* _Texte à lire_
====

2. Pour opérer les contrôles auxquels elle est tenue de procéder lorsqu'elle statue sur une demande d'autorisation de licenciement, l'autorité administrative doit prendre en compte chacune des fonctions représentatives du salarié. Lorsque l'administration a eu connaissance de chacun des mandats détenus par l'intéressé, la circonstance que la demande d'autorisation de licenciement ou la décision autorisant le licenciement ne fasse pas mention de l'un de ces mandats ne suffit pas, à elle seule, à établir que l'administration n'a pas, comme elle le doit, exercé son contrôle en tenant compte de chacun des mandats détenus par le salarié protégé. M. A... soutient avoir été désigné comme membre du comité d'hygiène, de sécurité et des conditions de travail lors d'une réunion du 21 septembre 2017. Les mandats des précédents membres du CHSCT ont pris fin le 31 décembre 2016. Si, en application des dispositions de l'article L. 4613-3 du code du travail, il n'appartient qu'au juge judiciaire de connaître des litiges relatifs aux conditions dans lesquelles les représentants du personnel au comité d'hygiène, de sécurité et des conditions de travail sont désignés, il appartient au juge administratif de déterminer si un intéressé peut se prévaloir de la protection offerte aux seuls salariés protégés. Or, en application de l'article L. 4613-1 du code du travail, une telle désignation ne peut résulter que d'un vote du collège désignatif constitué par les membres élus du comité d'entreprise et les délégués du personnel, attesté par le procès-verbal de la réunion du dudit collège, ou à défaut, par tout autre élément de nature à en établir la réalité. L'appelant se prévaut d'un procès-verbal d'une réunion du comité d'entreprise du 21 septembre 2017, d'ailleurs non signé, qui ne mentionne pas l'organisation d'un scrutin du collège désignatif. Par suite, le moyen tiré du défaut de motivation des décisions en litige doit être écarté, l'inspectrice du travail et la ministre du travail ayant pris en considération l'ensemble des mandats de M. A....

====

* _Données recueillies_

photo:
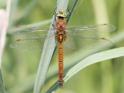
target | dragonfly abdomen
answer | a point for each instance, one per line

====

* _Travail à faire_
A. Dites si chacune des affirmations suivantes s'accorde avec l'extrait sur l'autorisation de licenciement. Répondez par oui ou par non et citez les mots du texte qui permettent de trancher : (i) les mandats des précédents membres du CHSCT ont pris fin le 31 décembre 2016 ; (ii) le procès-verbal de la réunion du 21 septembre 2017 dont se prévaut l'appelant est signé ; (iii) le juge administratif est seul compétent pour les litiges relatifs aux conditions de désignation des représentants du personnel au CHSCT.
B. Reprenez la rédaction de l'extrait sur l'autorisation de licenciement à la suite de sa dernière phrase.

* _Réponses dans l'ordre_
A.
(i) Oui : « Les mandats des précédents membres du CHSCT ont pris fin le 31 décembre 2016. »
(ii) Non : « L'appelant se prévaut d'un procès-verbal d'une réunion du comité d'entreprise du 21 septembre 2017, d'ailleurs non signé ».
(iii) Non : « il n'appartient qu'au juge judiciaire de connaître des litiges relatifs aux conditions dans lesquelles les représentants du personnel au comité d'hygiène, de sécurité et des conditions de travail sont désignés ».

B.
3. En vertu des dispositions des articles R. 2421-4 et R. 2421-11 du code du travail, l'inspecteur du travail saisi d'une demande d'autorisation de licenciement d'un salarié protégé doit, quel que soit le motif de la demande, procéder à une enquête contradictoire. Le caractère contradictoire de cette enquête impose à l'autorité administrative que le salarié protégé puisse notamment être mis à même de prendre connaissance de l'ensemble des pièces produites par l'employeur à l'appui de sa demande.

4. Il ressort toutefois des pièces du dossier que les pièces ont été communiquées à M. A... par courriel du 27 octobre 2017. Par ailleurs, les pièces principales de l'employeur, à savoir le courrier type adressé aux entreprises du groupe et le tableau récapitulatif des postes disponibles, étaient traduites de l'anglais au français alors qu'aucune disposition législative ou réglementaire ne s'y oppose et qu'il n'est pas même allégué que cette traduction serait entachée d'erreurs ou omissions de nature à tromper le salarié. Par conséquent, le requérant n'est pas fondé à soutenir que le caractère contradictoire de l'enquête aurait été méconnu.

5. Le moyen tiré de la consultation irrégulière du comité d'entreprise à raison du défaut d'information de cette instance du mandat de membre du CHSCT prétendument détenu par M. A... doit être écarté par les motifs du point 2.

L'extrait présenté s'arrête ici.